• [Tekstfragment]:
★ ★ ★

ECLI:NL:RBROT:2024:13377

Rechtbank Rotterdam

Datum uitspraak
25 april 2024
Publicatiedatum
14 januari 2025
Zaaknummer
FT RK 24/300 – FT RK 24/301
Instantie
Rechtbank Rotterdam
Type
Uitspraak
Procedures
  • Voorlopige voorziening
Rechters
Vindplaatsen
  • Rechtspraak.nl
AI samenvatting door LexboostAutomatisch gegenereerd

Toewijzing voorlopige voorziening in faillissementszaak met betrekking tot huurachterstand en schuldsanering

In deze zaak heeft verzoekster op 4 april 2024 een verzoekschrift ingediend op basis van artikel 287b van de Faillissementswet (Fw) voor een voorlopige voorziening. De rechtbank heeft de behandeling van het verzoek op 18 april 2024 bepaald. Verzoekster, een alleenstaande moeder met een minderjarig kind, heeft een huurachterstand van € 6.445,23 en heeft eerder afspraken gemaakt met verweerster, Stichting Havensteder, die zij niet is nagekomen. Verweerster heeft de ontruiming van de woning aangezegd, maar verzoekster heeft inmiddels de huur van april 2024 voldaan en heeft zich aangemeld voor schuldhulpverlening. De rechtbank heeft vastgesteld dat er sprake is van een bedreigende situatie, zoals vereist door de wet, en heeft de belangen van verzoekster en verweerster afgewogen. De rechtbank heeft geoordeeld dat het belang van verzoekster om in haar woning te blijven zwaarder weegt dan het belang van verweerster om de ontruiming door te zetten. De rechtbank heeft de voorlopige voorziening toegewezen voor een periode van zes maanden, met de voorwaarde dat verzoekster de lopende huurtermijnen tijdig en volledig blijft voldoen. Tevens is verzoekster niet-ontvankelijk verklaard in haar verzoek tot toelating tot de schuldsaneringsregeling, maar kan zij in de toekomst een nieuw verzoek indienen.

Uitspraak

Rechtbank Rotterdam

Team insolventie
voorlopige voorziening ex artikel 287b Faillissementswet: toewijzing
toepassing schuldsaneringsregeling: niet-ontvankelijk
rekestnummers: [nummers]
uitspraakdatum: 25 april 2024
[verzoekster],
wonende te [adres]
[woonplaats],
verzoekster.

★ ★ ★

• [Aangeleverd materiaal]:
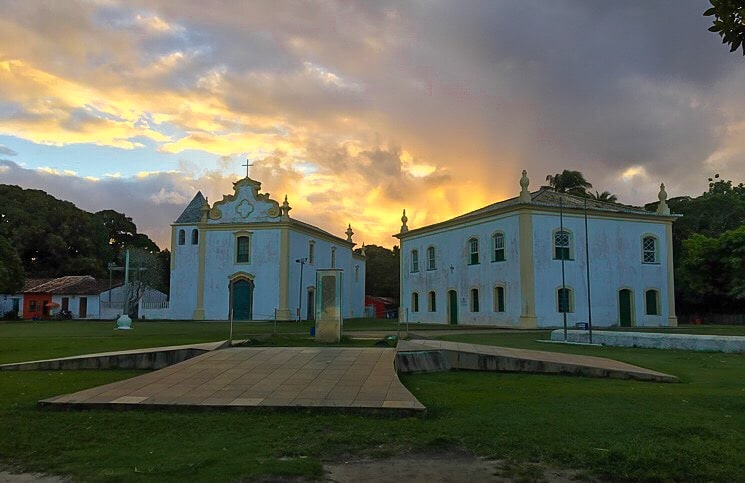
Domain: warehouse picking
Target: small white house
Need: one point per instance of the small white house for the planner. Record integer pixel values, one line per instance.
(524, 263)
(246, 246)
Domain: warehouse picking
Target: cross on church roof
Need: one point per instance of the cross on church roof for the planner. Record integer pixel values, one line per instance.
(247, 165)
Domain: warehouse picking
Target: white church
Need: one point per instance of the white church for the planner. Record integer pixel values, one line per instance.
(248, 245)
(523, 263)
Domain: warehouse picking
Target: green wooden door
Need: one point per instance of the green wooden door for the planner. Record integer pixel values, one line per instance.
(624, 308)
(243, 291)
(453, 306)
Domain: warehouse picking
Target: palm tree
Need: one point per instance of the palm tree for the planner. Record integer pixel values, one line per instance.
(604, 196)
(569, 181)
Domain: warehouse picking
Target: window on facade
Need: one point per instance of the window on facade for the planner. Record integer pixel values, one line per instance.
(431, 258)
(498, 246)
(566, 304)
(649, 249)
(499, 299)
(243, 249)
(473, 251)
(562, 245)
(651, 299)
(474, 300)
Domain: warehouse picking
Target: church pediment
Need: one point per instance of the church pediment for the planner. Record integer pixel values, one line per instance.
(245, 205)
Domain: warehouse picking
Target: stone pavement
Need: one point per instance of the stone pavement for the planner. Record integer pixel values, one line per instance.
(278, 377)
(416, 356)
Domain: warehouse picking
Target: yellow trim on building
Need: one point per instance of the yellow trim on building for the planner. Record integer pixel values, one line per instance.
(283, 312)
(173, 246)
(199, 311)
(672, 319)
(528, 319)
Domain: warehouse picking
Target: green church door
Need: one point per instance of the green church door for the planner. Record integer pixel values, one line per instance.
(624, 308)
(243, 294)
(453, 307)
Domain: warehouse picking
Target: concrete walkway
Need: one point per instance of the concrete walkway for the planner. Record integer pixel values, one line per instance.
(276, 377)
(435, 355)
(149, 358)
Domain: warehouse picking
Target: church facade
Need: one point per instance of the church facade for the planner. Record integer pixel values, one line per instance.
(523, 263)
(246, 252)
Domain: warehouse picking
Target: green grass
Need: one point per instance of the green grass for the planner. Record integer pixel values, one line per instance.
(620, 430)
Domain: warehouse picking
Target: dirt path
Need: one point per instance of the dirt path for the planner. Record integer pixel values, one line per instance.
(445, 468)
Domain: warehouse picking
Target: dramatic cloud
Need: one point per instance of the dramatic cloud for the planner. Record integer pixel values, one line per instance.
(359, 109)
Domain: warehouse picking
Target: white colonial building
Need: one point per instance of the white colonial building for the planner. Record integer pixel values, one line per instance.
(501, 265)
(247, 244)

★ ★ ★

• [Opdrachten]:
• 1. Neem uit de uitspraak over de huurachterstand woordelijk de passage over van "Team insolventie" tot en met "verzoekster.".
• 2. Schrijf de uitspraak over de huurachterstand verder vanaf de laatste regel die er staat.

• [De resultaten]:
• 1.
Team insolventie
voorlopige voorziening ex artikel 287b Faillissementswet: toewijzing
toepassing schuldsaneringsregeling: niet-ontvankelijk
rekestnummers: [nummers]
uitspraakdatum: 25 april 2024
[verzoekster],
wonende te [adres]
[woonplaats],
verzoekster.

• 2.
1.De procedure

Verzoekster heeft op 4 april 2024, met een verzoekschrift ex artikel 284 Faillissementswet (Fw), een verzoekschrift ex artikel 287b, eerste lid, Fw ingediend, waarin wordt gevraagd om een voorlopige voorziening bij voorraad.
In het vonnis van deze rechtbank van 4 april 2024 heeft de rechtbank de behandeling van het verzoekschrift bepaald op 18 april 2024.
Ter zitting van 18 april 2024 zijn verschenen en gehoord:
  • verzoekster;
  • mr. D.A. IJpelaar, werkzaam bij JAW Advocaten, advocaat van verzoekster (hierna: advocaat);
  • C.C.N. Dekker en A Vuik, beiden werkzaam bij Stichting Havensteder (hierna: verweerster);
  • H.J.L. Ooms, werkzaam bij Syncasso, treedt op namens verweerster (hierna: Syncasso).
Syncasso heeft namens verweerster voorafgaand aan de zitting aan de rechtbank een verweerschrift toegezonden.
De advocaat van verzoekster heeft ter zitting aanvullende stukken overgelegd.
De rechtbank heeft de uitspraak bepaald op heden.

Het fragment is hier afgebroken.